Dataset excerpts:
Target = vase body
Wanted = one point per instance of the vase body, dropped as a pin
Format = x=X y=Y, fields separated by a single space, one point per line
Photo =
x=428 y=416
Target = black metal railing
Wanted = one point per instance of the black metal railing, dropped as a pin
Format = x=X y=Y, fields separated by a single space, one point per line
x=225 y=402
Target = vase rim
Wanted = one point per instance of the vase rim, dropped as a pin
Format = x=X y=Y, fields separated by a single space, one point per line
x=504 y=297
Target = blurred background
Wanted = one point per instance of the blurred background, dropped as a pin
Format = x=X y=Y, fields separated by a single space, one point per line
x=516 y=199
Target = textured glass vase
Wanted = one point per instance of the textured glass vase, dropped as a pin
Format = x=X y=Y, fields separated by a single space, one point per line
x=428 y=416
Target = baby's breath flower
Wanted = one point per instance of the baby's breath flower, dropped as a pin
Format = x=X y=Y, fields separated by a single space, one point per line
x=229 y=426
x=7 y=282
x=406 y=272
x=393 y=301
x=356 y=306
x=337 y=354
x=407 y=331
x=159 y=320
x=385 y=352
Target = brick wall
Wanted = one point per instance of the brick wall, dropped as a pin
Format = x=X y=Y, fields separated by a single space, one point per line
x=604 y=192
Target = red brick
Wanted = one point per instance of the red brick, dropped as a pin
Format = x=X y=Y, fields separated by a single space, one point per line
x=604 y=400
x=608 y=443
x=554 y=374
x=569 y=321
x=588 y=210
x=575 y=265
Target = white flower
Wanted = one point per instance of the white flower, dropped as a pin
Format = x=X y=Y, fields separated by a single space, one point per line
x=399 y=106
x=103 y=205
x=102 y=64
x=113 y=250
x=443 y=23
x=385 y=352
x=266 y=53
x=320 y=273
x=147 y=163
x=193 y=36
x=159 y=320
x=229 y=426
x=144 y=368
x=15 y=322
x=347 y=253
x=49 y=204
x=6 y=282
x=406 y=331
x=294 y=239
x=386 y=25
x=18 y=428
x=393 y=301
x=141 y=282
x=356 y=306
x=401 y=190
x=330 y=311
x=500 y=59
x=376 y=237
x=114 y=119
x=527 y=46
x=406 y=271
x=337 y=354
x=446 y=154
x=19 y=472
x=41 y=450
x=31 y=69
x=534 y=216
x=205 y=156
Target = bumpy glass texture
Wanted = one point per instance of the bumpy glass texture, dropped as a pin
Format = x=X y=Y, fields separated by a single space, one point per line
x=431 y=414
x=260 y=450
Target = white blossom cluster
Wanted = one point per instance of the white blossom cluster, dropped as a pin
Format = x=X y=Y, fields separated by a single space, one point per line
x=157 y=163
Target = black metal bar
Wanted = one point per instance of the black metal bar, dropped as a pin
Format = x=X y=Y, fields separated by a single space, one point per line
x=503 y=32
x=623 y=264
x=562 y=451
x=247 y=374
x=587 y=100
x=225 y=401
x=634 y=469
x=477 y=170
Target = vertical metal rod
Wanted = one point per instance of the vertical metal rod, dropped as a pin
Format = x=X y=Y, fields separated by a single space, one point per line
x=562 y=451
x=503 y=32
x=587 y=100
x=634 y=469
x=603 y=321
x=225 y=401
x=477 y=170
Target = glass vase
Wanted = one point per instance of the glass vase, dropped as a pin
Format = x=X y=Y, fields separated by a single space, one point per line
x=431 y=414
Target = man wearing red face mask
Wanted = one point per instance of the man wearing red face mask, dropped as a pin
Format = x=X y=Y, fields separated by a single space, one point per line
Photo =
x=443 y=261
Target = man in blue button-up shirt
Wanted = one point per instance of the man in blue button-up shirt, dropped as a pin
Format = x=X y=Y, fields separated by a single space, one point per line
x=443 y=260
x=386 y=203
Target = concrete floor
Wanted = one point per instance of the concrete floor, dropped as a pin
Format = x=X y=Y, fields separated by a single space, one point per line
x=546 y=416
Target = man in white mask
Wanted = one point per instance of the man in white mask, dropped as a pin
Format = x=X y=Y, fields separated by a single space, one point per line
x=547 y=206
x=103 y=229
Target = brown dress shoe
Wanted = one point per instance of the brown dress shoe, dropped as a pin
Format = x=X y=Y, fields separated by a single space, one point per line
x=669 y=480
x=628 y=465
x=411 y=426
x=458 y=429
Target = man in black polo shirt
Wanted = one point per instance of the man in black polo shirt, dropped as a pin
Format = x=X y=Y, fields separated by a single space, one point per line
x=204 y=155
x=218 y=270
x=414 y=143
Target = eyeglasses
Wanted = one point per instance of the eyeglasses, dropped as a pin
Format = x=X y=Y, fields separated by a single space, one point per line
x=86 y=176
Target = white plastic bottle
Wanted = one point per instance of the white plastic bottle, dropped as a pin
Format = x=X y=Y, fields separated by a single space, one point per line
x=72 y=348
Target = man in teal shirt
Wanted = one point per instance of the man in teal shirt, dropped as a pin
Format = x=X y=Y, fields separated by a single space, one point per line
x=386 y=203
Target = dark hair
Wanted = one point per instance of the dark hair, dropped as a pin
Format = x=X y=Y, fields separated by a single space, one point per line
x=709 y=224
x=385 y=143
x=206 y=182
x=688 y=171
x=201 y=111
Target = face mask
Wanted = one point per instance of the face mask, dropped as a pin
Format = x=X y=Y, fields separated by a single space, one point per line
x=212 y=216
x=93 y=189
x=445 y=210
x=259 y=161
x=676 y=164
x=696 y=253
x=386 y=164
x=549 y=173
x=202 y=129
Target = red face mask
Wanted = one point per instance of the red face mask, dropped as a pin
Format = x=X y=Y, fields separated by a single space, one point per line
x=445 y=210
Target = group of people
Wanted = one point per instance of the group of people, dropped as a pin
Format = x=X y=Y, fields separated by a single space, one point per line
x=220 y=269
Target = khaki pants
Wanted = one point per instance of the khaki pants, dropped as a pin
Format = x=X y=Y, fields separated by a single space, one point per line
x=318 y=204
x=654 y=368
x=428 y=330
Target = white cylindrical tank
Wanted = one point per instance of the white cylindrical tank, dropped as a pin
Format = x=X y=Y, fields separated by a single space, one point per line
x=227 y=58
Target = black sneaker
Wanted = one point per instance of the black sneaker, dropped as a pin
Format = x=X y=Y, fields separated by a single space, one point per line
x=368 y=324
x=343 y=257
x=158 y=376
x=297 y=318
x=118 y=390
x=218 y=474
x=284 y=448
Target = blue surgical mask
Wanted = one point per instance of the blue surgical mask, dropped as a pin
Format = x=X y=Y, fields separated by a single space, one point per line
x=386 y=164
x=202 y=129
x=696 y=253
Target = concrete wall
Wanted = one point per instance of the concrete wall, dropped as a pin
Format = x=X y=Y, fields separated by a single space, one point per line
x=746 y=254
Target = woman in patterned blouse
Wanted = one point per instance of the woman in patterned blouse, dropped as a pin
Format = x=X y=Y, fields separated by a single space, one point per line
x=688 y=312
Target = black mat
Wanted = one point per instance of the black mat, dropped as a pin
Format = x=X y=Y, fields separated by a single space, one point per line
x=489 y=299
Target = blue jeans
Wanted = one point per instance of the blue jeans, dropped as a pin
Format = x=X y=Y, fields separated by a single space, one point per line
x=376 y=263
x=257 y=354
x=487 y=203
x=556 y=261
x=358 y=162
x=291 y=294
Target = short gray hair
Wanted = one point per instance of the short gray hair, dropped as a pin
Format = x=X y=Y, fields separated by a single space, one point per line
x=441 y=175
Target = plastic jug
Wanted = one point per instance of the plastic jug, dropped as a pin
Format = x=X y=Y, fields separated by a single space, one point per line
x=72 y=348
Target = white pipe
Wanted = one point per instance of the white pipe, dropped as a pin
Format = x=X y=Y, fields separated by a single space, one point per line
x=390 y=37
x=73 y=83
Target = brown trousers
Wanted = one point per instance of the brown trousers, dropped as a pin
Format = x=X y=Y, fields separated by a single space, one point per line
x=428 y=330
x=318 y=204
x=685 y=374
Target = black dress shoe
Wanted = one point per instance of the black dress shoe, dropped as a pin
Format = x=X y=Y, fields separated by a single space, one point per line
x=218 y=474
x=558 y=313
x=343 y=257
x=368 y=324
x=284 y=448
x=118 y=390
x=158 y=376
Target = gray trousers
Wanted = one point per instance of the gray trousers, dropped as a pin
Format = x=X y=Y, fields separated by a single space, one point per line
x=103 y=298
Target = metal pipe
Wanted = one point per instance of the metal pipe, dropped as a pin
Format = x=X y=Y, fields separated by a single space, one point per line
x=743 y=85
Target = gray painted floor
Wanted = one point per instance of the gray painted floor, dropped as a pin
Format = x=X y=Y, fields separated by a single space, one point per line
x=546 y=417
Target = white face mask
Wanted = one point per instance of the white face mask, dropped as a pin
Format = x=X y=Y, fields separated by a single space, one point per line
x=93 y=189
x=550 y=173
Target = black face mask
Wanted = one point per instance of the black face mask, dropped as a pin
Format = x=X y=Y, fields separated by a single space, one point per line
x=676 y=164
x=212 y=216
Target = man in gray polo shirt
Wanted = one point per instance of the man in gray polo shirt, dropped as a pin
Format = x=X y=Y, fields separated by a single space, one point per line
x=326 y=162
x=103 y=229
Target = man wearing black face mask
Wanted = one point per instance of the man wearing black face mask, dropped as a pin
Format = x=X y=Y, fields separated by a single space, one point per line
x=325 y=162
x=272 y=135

→ **What is needed**:
From the data above, output only the lines between the line containing "Target = concrete wall" and the line containing "Wanted = one point per instance of the short", inclusive, exactly as written.

→ **Response for this exercise**:
Target = concrete wall
Wanted = one point per instance of the concrete wall, dropped as a pin
Format = x=X y=Y, fields separated by a single space, one point per line
x=746 y=254
Target = woman in patterned blouse
Wanted = one point per instance of the woman in patterned blouse, dropped as a pin
Format = x=X y=Y, fields separated by a single space, one point per line
x=688 y=312
Target = black mat
Wanted = one point per instance of the black mat, dropped as a pin
Format = x=X y=Y, fields separated by a single space, one point per line
x=489 y=299
Target = blue jeans
Wanted = one point per instance of the blue jeans, dropped as a pin
Format = x=X y=Y, fields separated by a single space, one point per line
x=376 y=263
x=257 y=354
x=487 y=203
x=556 y=261
x=358 y=162
x=291 y=294
Target = short gray hair
Wanted = one point per instance of the short gray hair, dropped as a pin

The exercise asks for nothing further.